» Instructions to follow:
What is wanted is the line holding "Would you mind pointing out the sky" and every later line through the end of the entries, set down exactly.

⟨

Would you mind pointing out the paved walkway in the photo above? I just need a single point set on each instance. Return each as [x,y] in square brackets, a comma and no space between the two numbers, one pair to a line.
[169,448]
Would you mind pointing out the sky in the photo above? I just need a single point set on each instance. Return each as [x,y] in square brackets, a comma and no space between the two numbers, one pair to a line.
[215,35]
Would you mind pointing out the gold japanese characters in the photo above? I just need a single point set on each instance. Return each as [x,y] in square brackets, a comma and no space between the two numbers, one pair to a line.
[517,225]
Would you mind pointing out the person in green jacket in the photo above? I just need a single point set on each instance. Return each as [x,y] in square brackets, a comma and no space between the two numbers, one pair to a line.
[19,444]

⟩

» Your solution:
Would you mind pointing out the sky in the photo above? I just need a single point set on each instance. Return each as [x,y] in square brackets, a comma and no space between the two numbers, one pair to a line.
[215,35]
Would you mind pointing out the gold japanese characters in the photo above? I just need a single point set on each instance. Return each as [x,y] in square brackets, a comma and no space between the two numbers, one pair to a line.
[517,225]
Would you mind pointing out the person in green jacket in the photo above? I just need a single point set on each instance. Return each as [x,y] in square brackets, a comma and no space between the two numbers, one pair to a line.
[19,444]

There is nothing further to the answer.